# Seat bag for 6" tire clearance



## crossup (May 13, 2009)

So this is my tire clearance with the suspension bottomed on the bumper stop. 6.5" max but rather unlikely it will ever bottom given 8" of travel. I was hoping to go with a Relevant Designs bag but I see all of their models spec 7" or more clearance required.
Since I only have 2" with the Kind shock seat post down, its not going to be used.
Any recommendation?


----------



## thmslilly (May 20, 2012)

I just went through this predicament. I have a Bronson which is also a 6 inch travel bike and has a 150mm dropper post. The bike actually does great for bikepacking and I want to be able to take it on singletrack routes loaded. With the suspension bottomed and the dropper all the way down, I had around 5" between the seat and the tire. I ended up going with the Rockgeist Gondola dropper bag. The designer at Rockgeist rides a Santa Cruz 5010 which is similar to our bikes and built the Gondola to function with a dropper. There is a 4L and 5L. I went with the 4L and it fits. At FULL bottom out with the post FULLY down, the bag rubs a bit, but I am personally not worried about that. I don't see myself hitting anything that would cause a 6" bike to bottom out whilst bikepacking.. Overall, the Gondola has been superb. I only have a few test rides, but I could throw my tent in there and not even notice the bag/weight. Made for a much more agile ride than a big, floppy 8L+ seat bag.

TLDR: Rockgeist Gondola


----------



## crossup (May 13, 2009)

Thanks, I had not run across the Gondola yet but have found a few, one I really like is not yet available and worse has compatiblity with a dropper, dropped. I'll post up what I find and do, as things develop.


----------



## bikeny (Feb 26, 2004)

-------------------------

▶ **Requirements**
Reproduce the seat bag thread from "Thanks, I had" up to and including "(Feb 26, 2004)", substituting "Gondola dropper bag" for each occurrence of "Gondola".

▶ **Data section**
-------------------------

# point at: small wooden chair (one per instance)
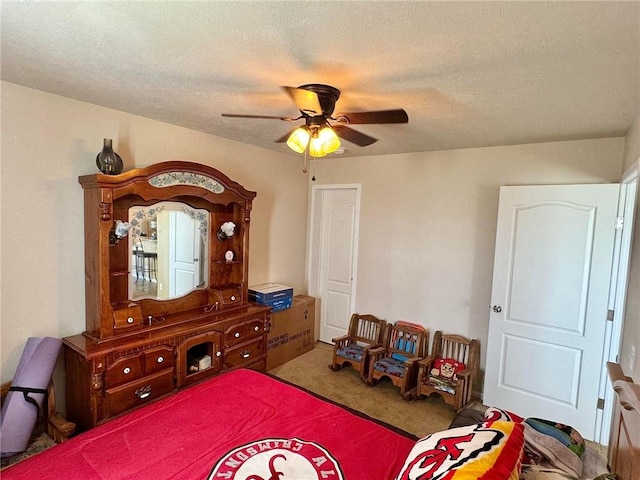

-------------------------

▶ **Answer to this problem**
Thanks, I had not run across the Gondola dropper bag yet but have found a few, one I really like is not yet available and worse has compatiblity with a dropper, dropped. I'll post up what I find and do, as things develop.


----------



## bikeny (Feb 26, 2004)